Trecho do documento:

O termo tratamento precoce é um termo inadequado, se a gente for pensar do ponto de vista da saúde, porque o tratamento pressupõe uma doença já estabelecida. Eu acho que o termo que mais cabe aqui seria o termo prevenção, que é uma forma de a gente tentar evitar que a doença ocorra, e isso não é com remédio, com outras coisas, mas sim com isolamento social, uso de máscaras, higiene das mãos. Essas são medidas comprovadamente eficazes para a prevenção da Covid.
Existe remédio que previna o contágio por Covid?
Não existe nenhuma medicação que previna a Covid-19, nenhuma é comprovadamente eficaz. Durante muito tempo se depositou muitas esperanças em muitas medicações, no início da pandemia muitas pesquisas foram feitas, hoje a gente já acumula um ano de pesquisas e nenhuma das medicações testadas é comprovadamente eficaz no tratamento ou na prevenção da Covid-19. Nem a Ivermectina, nem a Azitromicina, nem a Cloroquina e nem outros antivirais que estão circulando por aí. A gente ainda precisa estudar muito sobre o funcionamento desse vírus, mas reiterando que: o que funciona de fato são as medidas de prevenção.
Você já atendeu pessoas que usaram o “kit Covid”?

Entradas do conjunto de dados
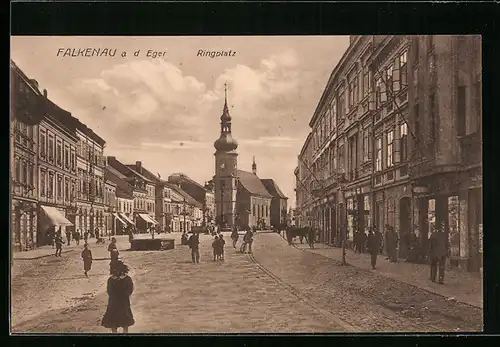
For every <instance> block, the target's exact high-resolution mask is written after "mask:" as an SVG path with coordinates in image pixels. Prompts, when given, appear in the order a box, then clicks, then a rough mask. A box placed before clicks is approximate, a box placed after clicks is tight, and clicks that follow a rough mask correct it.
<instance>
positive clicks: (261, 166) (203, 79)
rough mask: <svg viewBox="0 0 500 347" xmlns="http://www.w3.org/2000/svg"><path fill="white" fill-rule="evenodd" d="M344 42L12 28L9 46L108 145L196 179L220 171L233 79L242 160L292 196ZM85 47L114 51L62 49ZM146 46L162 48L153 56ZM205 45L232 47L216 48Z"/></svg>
mask: <svg viewBox="0 0 500 347" xmlns="http://www.w3.org/2000/svg"><path fill="white" fill-rule="evenodd" d="M348 44H349V39H348V37H347V36H343V37H339V36H323V37H319V36H317V37H305V36H302V37H293V36H287V37H272V36H271V37H234V36H233V37H88V36H87V37H13V38H12V39H11V56H12V59H13V60H14V61H15V62H16V64H17V65H18V66H19V67H20V68H21V69H22V70H23V71H24V72H25V73H26V74H27V75H28V77H29V78H34V79H36V80H37V81H38V83H39V85H40V89H46V90H47V92H48V96H49V98H50V99H51V100H52V101H54V102H55V103H56V104H58V105H59V106H61V107H62V108H64V109H66V110H68V111H69V112H71V113H72V114H73V115H74V116H75V117H77V118H79V119H80V120H81V121H82V122H83V123H85V124H87V125H88V126H89V127H90V128H92V129H93V130H94V131H95V132H96V133H97V134H98V135H99V136H101V137H102V138H104V139H105V140H106V142H107V144H106V155H113V156H116V157H117V158H118V159H120V160H121V161H123V162H125V163H133V162H135V161H136V160H141V161H142V162H143V165H144V166H146V167H147V168H148V169H149V170H151V171H152V172H154V173H156V172H158V173H160V174H161V176H162V177H164V178H166V177H167V176H168V175H169V174H171V173H174V172H183V173H186V174H187V175H189V176H190V177H192V178H193V179H195V180H197V181H198V182H200V183H203V182H205V181H207V180H209V179H211V178H212V176H213V174H214V169H215V164H214V156H213V154H214V147H213V142H214V141H215V140H216V139H217V138H218V136H219V132H220V125H219V122H220V119H219V117H220V115H221V113H222V107H223V104H224V83H227V85H228V104H229V108H230V113H231V116H232V118H233V128H232V129H233V136H234V137H235V138H236V139H237V141H238V143H239V147H238V153H239V157H238V168H239V169H241V170H248V171H251V163H252V157H253V156H255V158H256V162H257V174H258V175H259V177H261V178H273V179H275V180H276V181H277V182H278V184H279V185H280V187H281V188H282V190H283V192H284V193H285V194H286V195H287V196H288V197H289V198H290V202H291V204H292V206H293V205H294V203H295V198H294V191H293V189H294V177H293V170H294V168H295V167H296V165H297V154H298V153H299V152H300V149H301V147H302V143H303V141H304V139H305V137H306V136H307V134H308V132H309V127H308V123H309V120H310V118H311V116H312V114H313V112H314V110H315V108H316V105H317V103H318V101H319V98H320V96H321V93H322V91H323V88H324V87H325V84H326V81H327V79H328V77H329V75H330V73H331V71H332V69H333V68H334V66H335V65H336V63H337V62H338V61H339V60H340V58H341V56H342V54H343V53H344V51H345V50H346V48H347V46H348ZM86 48H92V49H101V50H102V49H105V48H108V49H110V50H115V49H116V55H115V56H114V57H110V56H108V57H106V56H101V57H96V56H94V57H84V56H80V57H63V56H62V54H59V56H58V52H64V50H66V49H76V50H78V49H86ZM148 50H152V51H158V52H166V54H165V56H164V57H160V58H158V57H157V58H152V57H147V53H148ZM199 50H206V51H220V50H225V51H228V50H232V51H233V52H236V54H235V55H234V56H223V57H216V58H210V57H201V56H197V54H198V52H199ZM137 51H139V53H138V56H135V55H134V52H137ZM122 52H126V53H127V56H126V57H122V55H121V53H122Z"/></svg>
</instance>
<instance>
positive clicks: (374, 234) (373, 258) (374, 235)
mask: <svg viewBox="0 0 500 347" xmlns="http://www.w3.org/2000/svg"><path fill="white" fill-rule="evenodd" d="M367 243H368V245H367V246H368V252H370V258H371V265H372V269H373V270H375V266H376V265H377V255H378V252H379V250H380V233H378V232H375V233H374V232H373V230H372V229H370V231H369V233H368V240H367Z"/></svg>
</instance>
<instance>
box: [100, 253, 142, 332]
mask: <svg viewBox="0 0 500 347" xmlns="http://www.w3.org/2000/svg"><path fill="white" fill-rule="evenodd" d="M128 270H129V269H128V266H127V265H125V264H124V263H123V262H122V261H121V260H117V261H115V262H113V263H112V266H111V277H110V278H109V279H108V289H107V291H108V296H109V299H108V308H107V309H106V313H105V314H104V317H103V318H102V323H101V324H102V326H104V327H106V328H109V329H111V332H113V333H116V332H117V331H118V328H120V327H121V328H123V332H124V333H128V327H130V326H132V325H134V323H135V320H134V316H133V314H132V310H131V309H130V295H131V294H132V292H133V291H134V283H133V282H132V279H131V278H130V276H128V275H127V274H128Z"/></svg>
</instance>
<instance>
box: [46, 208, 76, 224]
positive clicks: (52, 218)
mask: <svg viewBox="0 0 500 347" xmlns="http://www.w3.org/2000/svg"><path fill="white" fill-rule="evenodd" d="M41 208H42V211H43V212H44V215H45V220H44V221H43V222H42V223H43V224H44V225H45V226H46V227H47V228H48V227H53V226H70V225H73V223H71V222H70V221H69V220H67V219H66V217H64V216H63V215H62V213H61V212H59V210H58V209H56V208H55V207H50V206H41Z"/></svg>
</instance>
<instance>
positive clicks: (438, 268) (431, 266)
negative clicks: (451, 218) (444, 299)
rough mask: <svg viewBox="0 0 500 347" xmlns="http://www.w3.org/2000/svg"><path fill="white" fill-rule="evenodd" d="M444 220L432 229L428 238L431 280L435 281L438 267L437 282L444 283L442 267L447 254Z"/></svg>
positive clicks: (435, 281)
mask: <svg viewBox="0 0 500 347" xmlns="http://www.w3.org/2000/svg"><path fill="white" fill-rule="evenodd" d="M444 227H445V226H444V222H442V223H441V225H440V226H439V227H438V228H437V230H436V231H434V232H433V233H432V235H431V237H430V238H429V246H430V258H431V281H432V282H436V275H437V272H438V269H439V280H438V283H439V284H444V268H445V263H446V256H447V254H448V241H447V240H446V234H445V233H444Z"/></svg>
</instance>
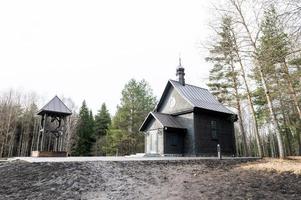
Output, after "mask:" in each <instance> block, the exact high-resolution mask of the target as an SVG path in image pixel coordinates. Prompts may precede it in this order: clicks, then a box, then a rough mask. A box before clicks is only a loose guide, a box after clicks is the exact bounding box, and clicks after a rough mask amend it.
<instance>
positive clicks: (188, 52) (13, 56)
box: [0, 0, 212, 114]
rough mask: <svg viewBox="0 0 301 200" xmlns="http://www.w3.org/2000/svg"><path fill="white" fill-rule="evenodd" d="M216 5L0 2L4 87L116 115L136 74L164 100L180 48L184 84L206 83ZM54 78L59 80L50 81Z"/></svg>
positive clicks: (189, 4) (136, 1) (157, 95)
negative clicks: (102, 107)
mask: <svg viewBox="0 0 301 200" xmlns="http://www.w3.org/2000/svg"><path fill="white" fill-rule="evenodd" d="M209 7H211V4H210V3H209V2H207V1H201V0H189V1H187V0H186V1H185V0H181V1H176V0H164V1H163V0H151V1H143V0H135V1H134V0H127V1H124V0H107V1H74V0H72V1H40V0H39V1H1V2H0V27H1V31H0V69H1V72H0V91H4V90H7V89H9V88H14V89H19V90H24V92H28V91H35V92H37V94H38V95H39V96H42V97H43V99H42V101H48V100H50V98H52V97H53V96H54V95H55V94H57V95H59V96H62V95H63V96H65V97H70V98H72V99H73V100H74V101H75V103H76V104H77V105H78V106H80V104H81V102H82V101H83V100H84V99H86V101H87V103H88V106H89V107H91V108H92V109H93V111H94V112H95V111H96V110H97V109H99V108H100V105H101V103H102V102H106V104H107V105H108V108H109V110H110V112H111V113H112V114H113V113H114V112H115V110H116V105H117V104H118V103H119V100H120V97H121V94H120V93H121V90H122V88H123V86H124V85H125V83H126V82H127V81H128V80H129V79H131V78H136V79H142V78H144V79H146V80H147V81H148V82H149V83H150V85H151V87H152V88H153V90H154V94H155V95H156V96H157V97H159V96H160V95H161V93H162V91H163V89H164V86H165V84H166V82H167V80H168V79H175V78H176V77H175V70H176V67H177V65H178V57H179V53H181V57H182V63H183V66H184V67H185V69H186V81H187V82H188V83H192V84H196V85H199V86H202V87H205V80H206V78H207V77H208V71H209V64H207V63H206V62H205V61H204V57H205V51H204V50H203V49H202V47H201V45H200V43H201V42H202V41H205V40H206V39H207V38H208V34H209V33H210V31H209V28H208V23H209V18H210V17H212V14H210V12H209V11H210V9H209ZM53 77H54V79H53Z"/></svg>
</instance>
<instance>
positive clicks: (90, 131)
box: [73, 101, 94, 156]
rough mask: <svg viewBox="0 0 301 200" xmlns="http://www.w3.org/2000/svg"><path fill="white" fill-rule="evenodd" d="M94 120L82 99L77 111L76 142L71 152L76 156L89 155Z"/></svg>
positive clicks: (89, 151)
mask: <svg viewBox="0 0 301 200" xmlns="http://www.w3.org/2000/svg"><path fill="white" fill-rule="evenodd" d="M93 125H94V120H93V115H92V111H89V109H88V107H87V104H86V101H83V103H82V106H81V108H80V111H79V122H78V126H77V131H76V134H77V143H76V148H75V150H74V152H73V154H74V155H77V156H89V155H91V148H92V145H93V142H94V133H93V131H94V127H93Z"/></svg>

Sua tarefa:
Responda com base no texto sobre a prevenção da Covid:
(a) Que termo seria mais adequado no lugar de "tratamento precoce"?
(b) Quais medidas são apontadas como comprovadamente eficazes para prevenir a Covid?
(c) Quanto tempo de pesquisas a gente já acumula, segundo o texto?

Resposta do exercício:
(a) Prevenção.
(b) Isolamento social, uso de máscaras e higiene das mãos.
(c) Um ano.